→ **WHAT THIS EXERCISE ASKS**
1. In the essay about young men below, translate this sentence into Spanish: "Testosterone production in males peaks in the late teens through the twenties."
2. Carry on the essay about young men below, picking up right after its final paragraph.

→ **DOCUMENT SEGMENT**
• • • • •
Young Men

Young Men

    Growing up is tough on everyone.  The teens and twenties are full of uncertainty, as we’re still trying to figure things out.  I think it’s much more difficult for young men, and for a few reasons.  We have a patriarchal society, and young men are expected to be our next leaders.  Unfortunately, they’re constantly in a state of sexual anxiety because of hormonal overload.  Testosterone production in males peaks in the late teens through the twenties.  I think Lily Tomlin was right when she said testosterone is the deadliest of substances, not plutonium.  Most men grow out of these mental deficiencies in their 30s or 40s, but some never do.
    If you hear a car roaring down a street, you can be pretty sure the driver is a young male in his twenties.  I’ve got one down the street from me.  He turns onto the street and guns his little red shitbox like he was Mario Andretti.  I’ve often fantasized about waiting in hiding for him — you can hear him coming from quite a ways off — and as he screams by, I put a 9 Iron right through the windshield.  SMASH!  Obviously my Driver would be much more appropriate, but it’s only wood.  This desire isn’t born from testosterone, though; I think of it more as a civic duty.  It’s no matter though, because from the sound of that car it won’t be with us much longer, anyway.  Besides, I’m the one who would get into trouble, and I doubt the young man would gain anything useful from the experience.  Great fantasy, though.
• • • • •
→ **DATASET RECORDS**
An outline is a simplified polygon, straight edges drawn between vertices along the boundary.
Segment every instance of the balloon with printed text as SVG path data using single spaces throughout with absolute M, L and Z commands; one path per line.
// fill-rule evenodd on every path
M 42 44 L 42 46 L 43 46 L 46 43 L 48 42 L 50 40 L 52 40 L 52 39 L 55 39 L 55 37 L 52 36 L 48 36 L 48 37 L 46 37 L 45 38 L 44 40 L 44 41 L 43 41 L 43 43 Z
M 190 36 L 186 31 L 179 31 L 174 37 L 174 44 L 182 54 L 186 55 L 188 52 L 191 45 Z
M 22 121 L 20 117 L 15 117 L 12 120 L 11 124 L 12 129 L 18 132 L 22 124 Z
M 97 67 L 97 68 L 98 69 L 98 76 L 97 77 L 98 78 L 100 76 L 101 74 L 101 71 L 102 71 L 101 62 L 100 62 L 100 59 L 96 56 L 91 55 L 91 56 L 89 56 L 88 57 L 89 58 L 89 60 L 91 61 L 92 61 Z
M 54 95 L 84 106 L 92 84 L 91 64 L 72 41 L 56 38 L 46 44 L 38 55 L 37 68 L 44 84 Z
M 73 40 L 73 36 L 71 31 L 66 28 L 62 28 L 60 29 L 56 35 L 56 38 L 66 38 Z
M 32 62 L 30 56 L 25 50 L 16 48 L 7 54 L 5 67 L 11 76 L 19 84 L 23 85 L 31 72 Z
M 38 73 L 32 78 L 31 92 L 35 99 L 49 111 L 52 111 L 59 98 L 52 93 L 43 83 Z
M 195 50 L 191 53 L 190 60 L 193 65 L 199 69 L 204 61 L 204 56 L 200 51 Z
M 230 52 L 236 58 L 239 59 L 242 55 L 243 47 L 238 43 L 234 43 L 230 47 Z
• • • • •
→ **ANSWERS BELOW**
1. La producción de testosterona en los hombres alcanza su punto máximo entre el final de la adolescencia y los veintitantos años.

2.
    Most guys who used to have fistfights and now have shootouts instead, are males in their twenties, as are a vast majority behind the many mass shootings in the last few years.  Most of our prison inmates are young men in their twenties, but there are a multitude of reasons, societal and racial, for this situation.  Young men have predominantly been the ones who fought in all our wars, and those of every other country, as well.  Of the population, it is they who can most easily be trained to be homicidal maniacs.  Before I go any further, let me say that the young men to whom I refer represent a tiny minority of all young men.  The rest are bright, energetic, wonderful people lacking nothing but the wisdom gained by experience.
    Young men also suffer a universal malady, and I went through it myself when I was young.  Everyone around them is a total dumb-ass, and they are the only ones who know anything at all.  And they’re always right, never wrong.  Never.  But you can’t tell them that, because you’re one of the dumb-asses, remember?  Again, they usually grow out of it.  Something very odd happened to my dad as I grew up.  When I was a teenager he was one of the dumbest people I ever saw.  As I got older, he kept getting smarter.  Oh, dad was right about that, too.  By the time I was forty, he was a regular Einstein.
    Between the testosterone and the fact that you and I are morons, it can be a challenge to communicate with these guys.  Going extended periods of time without thinking of sex — say, up to five seconds — makes it difficult for them to concentrate on most of what you, or they, are saying.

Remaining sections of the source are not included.